● PROBLEM
Your task is to quote the material that follows, in full and exactly.

### DATA EXTRACT ###

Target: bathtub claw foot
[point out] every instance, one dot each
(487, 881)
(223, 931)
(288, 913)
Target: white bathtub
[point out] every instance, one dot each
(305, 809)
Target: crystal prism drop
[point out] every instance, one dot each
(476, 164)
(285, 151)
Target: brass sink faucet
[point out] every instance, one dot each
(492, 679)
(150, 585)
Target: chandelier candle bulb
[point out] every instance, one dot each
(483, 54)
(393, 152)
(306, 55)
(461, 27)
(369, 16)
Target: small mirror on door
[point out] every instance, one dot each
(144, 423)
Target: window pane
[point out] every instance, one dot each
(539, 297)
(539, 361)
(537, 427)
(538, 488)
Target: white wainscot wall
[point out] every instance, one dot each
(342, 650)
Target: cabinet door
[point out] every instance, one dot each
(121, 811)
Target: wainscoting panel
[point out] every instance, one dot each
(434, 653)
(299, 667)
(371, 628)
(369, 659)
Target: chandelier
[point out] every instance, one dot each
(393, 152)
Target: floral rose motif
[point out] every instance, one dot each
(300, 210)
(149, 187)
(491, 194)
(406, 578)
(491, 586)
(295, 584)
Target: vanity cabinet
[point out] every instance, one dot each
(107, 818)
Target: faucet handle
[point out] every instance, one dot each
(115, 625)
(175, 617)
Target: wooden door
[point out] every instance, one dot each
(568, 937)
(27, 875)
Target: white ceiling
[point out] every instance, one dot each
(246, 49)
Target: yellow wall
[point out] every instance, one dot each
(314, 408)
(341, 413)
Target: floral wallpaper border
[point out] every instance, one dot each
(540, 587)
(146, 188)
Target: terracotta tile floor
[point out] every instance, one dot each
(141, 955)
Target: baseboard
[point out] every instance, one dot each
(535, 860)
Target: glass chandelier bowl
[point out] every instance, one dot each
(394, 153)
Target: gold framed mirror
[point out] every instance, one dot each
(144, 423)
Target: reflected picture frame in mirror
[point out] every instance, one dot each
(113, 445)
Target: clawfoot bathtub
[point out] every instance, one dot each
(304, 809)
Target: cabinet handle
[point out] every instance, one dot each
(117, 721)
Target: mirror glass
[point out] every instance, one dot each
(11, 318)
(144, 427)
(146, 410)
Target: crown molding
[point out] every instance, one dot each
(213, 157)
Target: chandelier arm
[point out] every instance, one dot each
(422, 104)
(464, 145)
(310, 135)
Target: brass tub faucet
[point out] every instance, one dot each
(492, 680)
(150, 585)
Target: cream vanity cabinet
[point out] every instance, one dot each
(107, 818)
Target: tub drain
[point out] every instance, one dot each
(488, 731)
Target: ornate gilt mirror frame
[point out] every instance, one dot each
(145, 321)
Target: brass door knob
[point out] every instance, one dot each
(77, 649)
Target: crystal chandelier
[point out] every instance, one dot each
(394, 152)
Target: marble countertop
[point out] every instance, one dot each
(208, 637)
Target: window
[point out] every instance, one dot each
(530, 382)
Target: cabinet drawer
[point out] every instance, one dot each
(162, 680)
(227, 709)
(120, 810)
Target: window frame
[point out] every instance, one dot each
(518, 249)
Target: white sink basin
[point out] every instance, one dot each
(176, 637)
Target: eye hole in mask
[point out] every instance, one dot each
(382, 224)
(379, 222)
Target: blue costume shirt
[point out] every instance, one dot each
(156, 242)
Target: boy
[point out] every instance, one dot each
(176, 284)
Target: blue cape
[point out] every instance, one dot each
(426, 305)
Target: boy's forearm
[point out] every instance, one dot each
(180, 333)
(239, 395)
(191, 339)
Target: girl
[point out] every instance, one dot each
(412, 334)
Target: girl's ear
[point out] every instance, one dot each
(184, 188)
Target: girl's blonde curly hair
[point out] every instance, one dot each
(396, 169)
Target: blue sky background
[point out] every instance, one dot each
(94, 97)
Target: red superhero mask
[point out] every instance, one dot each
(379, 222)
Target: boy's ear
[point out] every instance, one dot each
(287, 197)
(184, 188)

###

● RESPONSE
Target: bathtub claw foot
[point out] every instance, one dot each
(487, 881)
(223, 931)
(288, 913)
Target: white bathtub
[point out] every instance, one dot each
(305, 809)
Target: crystal prism drop
[point out] every instance, one dot each
(476, 164)
(285, 151)
Target: brass sink faucet
[point out] every instance, one dot each
(492, 679)
(150, 585)
Target: chandelier candle bulb
[point out] every instance, one dot each
(483, 54)
(393, 152)
(306, 55)
(461, 27)
(369, 16)
Target: small mirror on door
[point out] every instance, one dot each
(144, 423)
Target: window pane
[point out] every instance, one dot each
(539, 297)
(539, 361)
(537, 427)
(538, 488)
Target: white wainscot wall
[point out] every instance, one dot each
(342, 650)
Target: cabinet door
[point out] every instance, one dot each
(121, 811)
Target: wainscoting panel
[point out] every instance, one dot each
(434, 653)
(299, 667)
(371, 628)
(369, 659)
Target: chandelier
[point out] every instance, one dot each
(393, 152)
Target: floral rose motif
[point out] every instance, one dot each
(300, 210)
(149, 187)
(491, 194)
(406, 578)
(491, 586)
(295, 584)
Target: vanity cabinet
[point out] every instance, one dot each
(107, 818)
Target: faucet handle
[point out] every instance, one dot each
(115, 625)
(175, 617)
Target: wooden door
[point out] every instance, one dot each
(568, 937)
(27, 875)
Target: white ceiling
[point out] every instance, one dot each
(246, 49)
Target: yellow wall
[point out] every instance, one dot each
(314, 408)
(341, 413)
Target: floral wallpaper border
[point out] every instance, one dot each
(540, 587)
(146, 188)
Target: terracotta tile floor
[point out] every instance, one dot each
(141, 955)
Target: baseboard
[point out] every instance, one dot each
(535, 860)
Target: glass chandelier bowl
[point out] every instance, one dot each
(394, 153)
Target: gold framed mirror
[point out] every instance, one dot each
(144, 423)
Target: reflected picture frame in mirror
[point out] every instance, one dot each
(113, 445)
Target: clawfoot bathtub
[point out] every instance, one dot each
(304, 809)
Target: cabinet handle
[point out] every instance, one dot each
(117, 721)
Target: mirror glass
[point out] every instance, one dot each
(11, 318)
(144, 427)
(146, 410)
Target: crown molding
[point out] every instance, one dot each
(213, 157)
Target: chandelier arm
[point out] every instance, one dot each
(422, 104)
(464, 145)
(310, 135)
Target: brass tub faucet
[point out] every instance, one dot each
(492, 680)
(150, 585)
Target: cream vanity cabinet
[point out] every instance, one dot each
(107, 818)
Target: tub drain
[point out] every instance, one dot each
(488, 731)
Target: ornate gilt mirror frame
[point out] every instance, one dot each
(145, 321)
Target: brass door knob
[point out] every instance, one dot each
(77, 649)
Target: crystal chandelier
[point out] every instance, one dot each
(394, 152)
Target: marble countertop
[point out] every instance, one dot each
(208, 637)
Target: window
[point out] every instance, one dot each
(530, 382)
Target: cabinet drawer
[point out] every instance, one dot each
(162, 680)
(227, 709)
(120, 810)
Target: window frame
[point out] every instance, one dot each
(518, 249)
Target: white sink basin
[point out] every instance, one dot each
(176, 637)
Target: eye hole in mask
[point out] every instance, one dot each
(382, 224)
(379, 222)
Target: blue costume shirt
[point out] every instance, one dot each
(156, 242)
Target: boy
[point out] every instance, one dot each
(176, 284)
Target: blue cape
[point out] every instance, one dot each
(426, 305)
Target: boy's forearm
[point out] every instance, one dot each
(180, 333)
(239, 395)
(191, 339)
Target: girl
[point out] every instance, one dot each
(412, 334)
Target: girl's ear
[point out] every instance, one dot each
(184, 188)
Target: girl's blonde curly hair
[point out] every instance, one dot each
(396, 169)
Target: blue sky background
[point out] every instance, one dot each
(94, 97)
Target: red superhero mask
[point out] every instance, one dot each
(379, 222)
Target: boy's ear
[point out] every instance, one dot each
(287, 197)
(184, 188)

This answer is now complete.